START DATASET CONTENT
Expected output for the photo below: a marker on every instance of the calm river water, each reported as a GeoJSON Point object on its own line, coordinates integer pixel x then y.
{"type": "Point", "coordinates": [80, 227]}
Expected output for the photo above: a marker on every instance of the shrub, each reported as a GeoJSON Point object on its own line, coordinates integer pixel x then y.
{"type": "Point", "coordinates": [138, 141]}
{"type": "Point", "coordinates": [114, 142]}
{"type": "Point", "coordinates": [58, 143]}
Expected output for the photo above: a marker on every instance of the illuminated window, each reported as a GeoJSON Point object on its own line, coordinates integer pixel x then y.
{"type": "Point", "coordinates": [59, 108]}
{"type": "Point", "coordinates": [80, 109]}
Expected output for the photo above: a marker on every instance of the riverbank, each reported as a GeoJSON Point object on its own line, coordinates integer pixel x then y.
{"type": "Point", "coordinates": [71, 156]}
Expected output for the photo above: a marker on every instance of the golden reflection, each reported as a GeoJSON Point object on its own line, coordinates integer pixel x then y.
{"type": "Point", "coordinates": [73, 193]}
END DATASET CONTENT
START DATASET CONTENT
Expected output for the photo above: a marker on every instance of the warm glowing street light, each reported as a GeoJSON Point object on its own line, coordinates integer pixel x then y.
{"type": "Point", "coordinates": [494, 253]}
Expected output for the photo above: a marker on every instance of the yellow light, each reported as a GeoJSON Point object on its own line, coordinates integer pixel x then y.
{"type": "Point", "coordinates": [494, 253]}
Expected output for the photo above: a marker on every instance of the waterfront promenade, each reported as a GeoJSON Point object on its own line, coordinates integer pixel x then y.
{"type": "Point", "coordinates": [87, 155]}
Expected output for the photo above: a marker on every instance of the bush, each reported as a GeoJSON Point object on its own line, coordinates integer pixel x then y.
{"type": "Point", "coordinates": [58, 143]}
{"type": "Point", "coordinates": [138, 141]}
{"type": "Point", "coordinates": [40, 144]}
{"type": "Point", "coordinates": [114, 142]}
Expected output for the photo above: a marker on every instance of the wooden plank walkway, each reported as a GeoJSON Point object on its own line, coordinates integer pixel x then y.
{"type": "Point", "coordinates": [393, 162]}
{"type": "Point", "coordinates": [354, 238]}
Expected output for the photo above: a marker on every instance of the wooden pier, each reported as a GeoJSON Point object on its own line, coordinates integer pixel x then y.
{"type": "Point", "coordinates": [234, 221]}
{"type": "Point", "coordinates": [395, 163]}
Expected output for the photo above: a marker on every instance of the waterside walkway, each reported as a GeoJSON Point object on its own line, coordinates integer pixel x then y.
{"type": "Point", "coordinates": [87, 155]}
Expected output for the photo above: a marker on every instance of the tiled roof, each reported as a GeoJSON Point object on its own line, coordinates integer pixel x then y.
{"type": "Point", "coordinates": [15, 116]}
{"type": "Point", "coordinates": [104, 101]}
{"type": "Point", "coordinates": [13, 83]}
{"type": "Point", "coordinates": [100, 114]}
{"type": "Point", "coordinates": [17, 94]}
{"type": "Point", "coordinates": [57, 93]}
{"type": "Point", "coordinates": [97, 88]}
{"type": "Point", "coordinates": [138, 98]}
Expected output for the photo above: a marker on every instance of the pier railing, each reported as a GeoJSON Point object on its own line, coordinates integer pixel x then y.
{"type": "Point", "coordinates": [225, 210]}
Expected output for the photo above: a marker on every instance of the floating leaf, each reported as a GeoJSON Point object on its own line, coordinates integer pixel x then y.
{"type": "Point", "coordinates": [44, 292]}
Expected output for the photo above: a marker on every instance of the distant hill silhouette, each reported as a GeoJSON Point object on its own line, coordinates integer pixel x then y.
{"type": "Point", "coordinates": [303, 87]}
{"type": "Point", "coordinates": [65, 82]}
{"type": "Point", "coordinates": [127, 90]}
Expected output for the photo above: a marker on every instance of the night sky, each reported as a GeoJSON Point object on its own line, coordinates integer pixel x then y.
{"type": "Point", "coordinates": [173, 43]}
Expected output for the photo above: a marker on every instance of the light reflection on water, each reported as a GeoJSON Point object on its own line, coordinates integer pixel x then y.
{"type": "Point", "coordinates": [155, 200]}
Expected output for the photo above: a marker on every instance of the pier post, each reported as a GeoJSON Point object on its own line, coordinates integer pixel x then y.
END DATASET CONTENT
● EXERCISE REQUIREMENTS: Exactly the lines above from the one with "of the light" to the one with "pier post, each", both included, are to be quoted; leave the rest out.

● EXPECTED OUTPUT:
Expected output for the photo above: a marker on every instance of the light reflection on water, each reported as a GeoJSON Point object on its own line, coordinates integer pixel x then y.
{"type": "Point", "coordinates": [155, 200]}
Expected output for the photo above: a marker on every instance of the pier post, each reported as a GeoJSON Point object on its own line, coordinates integer pixel x then y.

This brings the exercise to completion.